Your assignment :: Does each statement below agree with the Black History Month article that follows? Answer yes or no for each, and quote the article's deciding words. 1. The 2022 theme for Black History Month is Black Health and Wellness. 2. Celebrate Diversity Month is recognized in February. 3. More than half of Osceola County's population is African-American.

(Beginning of Provided passage)

Feb. 1 marked the official start of Black History Month. The annual observance serves as a month-long opportunity to recognize, celebrate, and honor the achievements and roles of African Americans across our nation’s history.
According to National Public Radio, Black History Month’s theme for 2022 is Black Health and Wellness; a reflection of legacies and achievements of Black scholars, medical clinicians, practitioners, and midwives while also focusing on more recent concerns of mental health.
This year’s theme is intended to observe, “activities, rituals and initiatives in which Black communities have been successful” across our nation. The themes are chosen each year by the Association for the Study of African American Life and History, an organization dedicated to researching and promoting achievements of Black Americans and individuals of African descent. With that said, the Osceola Council on Aging (OCOA) salutes and celebrates Black History Month and all the wonderful contributions every individual of color has attributed to our country.
Black History Month is just one example of the many amazing attributes of this country in that we have the freedom to celebrate everyone. We have the freedom to honor all cultures and populations. In April 2022, we will recognize “Celebrate Diversity Month,” which began in 2004 to celebrate diversity in hopes of gaining a better understanding of each other. According to Wikipedia, the term “diversity” is defined as differences between people which can include dimensions of race, ethnicity, gender, sexual orientation, socioeconomic status, age, physical abilities, religious beliefs, political beliefs, or other ideologies. In other words, a combination of differences which shape our view of the world, our perspective, and our approach.
As the OCOA is a pillar in the Osceola community serving seniors and disadvantaged families, one of the primary undertakings is to connect through diversity while educating our team on the differences between the cultures we serve. According to the United States Census Bureau, more than half of the population of Osceola County (54.3 percent) is of Hispanic or Latino descent. Further, 15 percent are African- American, 3 percent Asian, 0.9 percent Native American; 0.2 percent Pacific Islander and 14.1 percent other non-white races. Osceola County is a diverse populous.
Accordingly, the Council’s Home Care Department is consistently required to recognize and acknowledge that diversity. We support adults whose independence is limited because of age, disability, dementia and/or memory impairment. When a member of our home health services team enters a client’s residence, they are required to be prepared to serve the needs of that client.

(End of Provided passage)
(Beginning of Record excerpts)

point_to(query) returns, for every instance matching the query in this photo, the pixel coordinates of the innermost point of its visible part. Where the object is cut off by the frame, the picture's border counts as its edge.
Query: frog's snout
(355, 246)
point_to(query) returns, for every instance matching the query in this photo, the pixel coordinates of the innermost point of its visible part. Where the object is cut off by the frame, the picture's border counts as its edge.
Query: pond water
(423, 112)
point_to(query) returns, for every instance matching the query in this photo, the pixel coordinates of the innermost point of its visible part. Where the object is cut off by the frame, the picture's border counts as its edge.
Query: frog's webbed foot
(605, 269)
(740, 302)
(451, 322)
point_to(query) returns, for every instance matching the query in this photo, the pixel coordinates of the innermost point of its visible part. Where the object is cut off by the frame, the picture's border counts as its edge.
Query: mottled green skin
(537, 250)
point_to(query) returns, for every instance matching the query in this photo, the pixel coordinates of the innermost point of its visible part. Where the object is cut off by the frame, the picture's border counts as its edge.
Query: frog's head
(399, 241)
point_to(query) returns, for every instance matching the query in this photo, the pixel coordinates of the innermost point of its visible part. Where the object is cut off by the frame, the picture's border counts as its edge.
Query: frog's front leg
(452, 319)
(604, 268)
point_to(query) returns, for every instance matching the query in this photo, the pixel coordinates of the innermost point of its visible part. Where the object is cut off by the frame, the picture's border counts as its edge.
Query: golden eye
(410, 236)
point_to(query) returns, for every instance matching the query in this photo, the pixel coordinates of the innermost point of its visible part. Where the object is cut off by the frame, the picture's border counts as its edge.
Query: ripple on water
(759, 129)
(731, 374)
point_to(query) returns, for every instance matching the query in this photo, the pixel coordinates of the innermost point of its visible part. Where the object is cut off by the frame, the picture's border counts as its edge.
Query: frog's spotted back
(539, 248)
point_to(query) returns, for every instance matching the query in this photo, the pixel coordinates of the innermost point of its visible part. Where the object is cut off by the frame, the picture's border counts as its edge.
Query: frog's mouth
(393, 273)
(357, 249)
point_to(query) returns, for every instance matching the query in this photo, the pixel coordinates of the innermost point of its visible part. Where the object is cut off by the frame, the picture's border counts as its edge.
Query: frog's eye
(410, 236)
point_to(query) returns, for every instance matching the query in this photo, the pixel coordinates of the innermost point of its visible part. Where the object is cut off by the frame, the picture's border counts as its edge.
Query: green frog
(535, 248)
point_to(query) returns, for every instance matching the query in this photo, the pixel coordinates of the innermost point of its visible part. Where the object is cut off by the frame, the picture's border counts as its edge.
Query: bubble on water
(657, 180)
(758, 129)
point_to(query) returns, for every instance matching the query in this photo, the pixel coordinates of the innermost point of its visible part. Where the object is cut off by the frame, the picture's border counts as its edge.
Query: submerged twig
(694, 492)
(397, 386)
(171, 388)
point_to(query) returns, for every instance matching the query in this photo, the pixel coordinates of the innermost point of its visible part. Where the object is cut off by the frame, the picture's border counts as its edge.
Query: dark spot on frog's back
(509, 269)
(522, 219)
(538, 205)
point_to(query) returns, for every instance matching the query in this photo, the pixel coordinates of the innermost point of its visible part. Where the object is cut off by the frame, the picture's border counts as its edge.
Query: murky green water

(End of Record excerpts)

Solution for this task ::
1. Yes: "Black History Month’s theme for 2022 is Black Health and Wellness"
2. No: "In April 2022, we will recognize “Celebrate Diversity Month,”"
3. No: "more than half of the population of Osceola County (54.3 percent) is of Hispanic or Latino descent" and "15 percent are African- American"